*** Opening of Data provided ***

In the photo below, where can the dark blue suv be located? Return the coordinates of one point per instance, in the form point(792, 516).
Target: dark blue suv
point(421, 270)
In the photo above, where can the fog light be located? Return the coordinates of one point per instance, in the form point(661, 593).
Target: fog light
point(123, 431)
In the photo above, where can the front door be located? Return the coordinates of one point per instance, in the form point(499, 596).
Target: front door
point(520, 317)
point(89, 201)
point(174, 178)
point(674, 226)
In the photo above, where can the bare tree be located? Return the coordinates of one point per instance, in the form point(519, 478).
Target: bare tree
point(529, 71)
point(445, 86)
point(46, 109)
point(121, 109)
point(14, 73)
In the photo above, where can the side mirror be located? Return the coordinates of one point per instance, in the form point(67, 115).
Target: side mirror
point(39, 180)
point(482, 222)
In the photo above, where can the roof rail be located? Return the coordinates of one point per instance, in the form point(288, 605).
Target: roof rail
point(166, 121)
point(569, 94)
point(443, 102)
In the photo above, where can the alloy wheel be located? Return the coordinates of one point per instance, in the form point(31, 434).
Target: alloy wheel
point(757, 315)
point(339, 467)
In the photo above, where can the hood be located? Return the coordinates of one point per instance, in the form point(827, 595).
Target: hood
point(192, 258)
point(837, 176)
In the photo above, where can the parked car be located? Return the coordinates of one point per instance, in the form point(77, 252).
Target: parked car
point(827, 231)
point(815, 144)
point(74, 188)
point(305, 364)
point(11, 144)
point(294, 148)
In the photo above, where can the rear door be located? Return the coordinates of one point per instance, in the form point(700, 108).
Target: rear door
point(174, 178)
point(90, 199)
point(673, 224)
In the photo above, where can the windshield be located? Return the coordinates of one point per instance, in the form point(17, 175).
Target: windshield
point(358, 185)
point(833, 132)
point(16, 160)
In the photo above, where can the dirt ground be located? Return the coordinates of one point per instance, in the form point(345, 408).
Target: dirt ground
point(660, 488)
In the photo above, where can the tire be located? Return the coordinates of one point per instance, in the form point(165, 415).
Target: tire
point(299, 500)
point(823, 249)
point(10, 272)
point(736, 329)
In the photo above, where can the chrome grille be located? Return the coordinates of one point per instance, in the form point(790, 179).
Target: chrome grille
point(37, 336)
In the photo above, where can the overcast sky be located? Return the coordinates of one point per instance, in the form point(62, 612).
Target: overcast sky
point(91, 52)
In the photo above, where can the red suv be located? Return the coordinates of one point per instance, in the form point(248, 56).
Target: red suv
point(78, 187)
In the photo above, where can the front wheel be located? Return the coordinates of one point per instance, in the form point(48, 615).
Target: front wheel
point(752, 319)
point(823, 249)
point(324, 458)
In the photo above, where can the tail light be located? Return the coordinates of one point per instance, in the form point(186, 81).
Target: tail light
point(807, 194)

*** Close of Data provided ***

What is needed ->
Copy every entry exactly, leaving nothing out.

Finished exercise ->
In the photo below, where can the dark blue suv be located? Return the coordinates of one point per instance, in the form point(792, 516).
Target: dark blue suv
point(421, 270)
In the photo above, where can the fog light be located? Return the coordinates of one point per instance, in the form point(661, 593).
Target: fog light
point(123, 431)
In the photo above, where can the front door be located? Return the coordinates of one point per instance, in the form point(499, 596).
Target: front door
point(520, 317)
point(89, 201)
point(174, 178)
point(674, 226)
In the photo above, where can the bare tree be located? Return the coordinates of one point per instance, in the form point(519, 478).
Target: bare tree
point(529, 71)
point(445, 86)
point(46, 109)
point(121, 109)
point(14, 73)
In the photo above, where can the side mirror be located? Return the coordinates of one point per instance, in the form point(67, 115).
Target: side mirror
point(39, 180)
point(482, 222)
In the photo above, where can the roof rail be located? Return the coordinates of one point per instance, in the form point(288, 605).
Target: roof rail
point(166, 121)
point(569, 94)
point(443, 102)
In the photo above, where can the alloy wheel be located? Return the coordinates of one point per instance, in the form point(31, 434).
Target: alloy wheel
point(757, 315)
point(339, 467)
In the photo above, where can the hood be located? Return the coordinates of one point per instance, in the form point(827, 595).
Target: hood
point(192, 258)
point(837, 176)
In the photo above, where can the parked car be located? Return the coordinates of one point per instance, in the form point(77, 252).
Target: parked car
point(827, 231)
point(815, 144)
point(74, 188)
point(305, 364)
point(11, 144)
point(294, 148)
In the photo above, where can the rear door be located? Return the coordinates of one point per instance, in the form point(700, 108).
Target: rear door
point(174, 178)
point(90, 199)
point(673, 224)
In the photo above, where can the windshield be located? Return the coordinates of one point per instance, in the form point(17, 175).
Target: windshield
point(358, 185)
point(833, 132)
point(16, 160)
In the photo above, where can the dirt ground be located? Return the coordinates of one point per instance, in the form point(345, 408).
Target: dirt ground
point(660, 488)
In the photo above, where can the tire be located? Return the coordinates of one point per instance, in the form point(165, 415).
Target: tire
point(299, 500)
point(823, 249)
point(10, 272)
point(736, 329)
In the photo above, where can the chrome grille be located? Return the coordinates of one point per instance, in the form point(790, 179).
Target: chrome grille
point(37, 336)
In the photo above, where can the overcast sky be located? Return the coordinates of one point per instance, in the form point(62, 612).
Target: overcast sky
point(91, 52)
In the photo above, where can the red suv be located? Return the coordinates of one point per instance, in the form point(248, 56).
Target: red suv
point(78, 187)
In the photo above, where can the front wheel be located? Return the coordinates of one point per instance, in the form point(48, 615).
Target: front wheel
point(752, 319)
point(823, 249)
point(324, 458)
In the photo above, where can the tail light be located? Return the coordinates of one point per instance, in the form point(186, 81).
Target: tail light
point(807, 194)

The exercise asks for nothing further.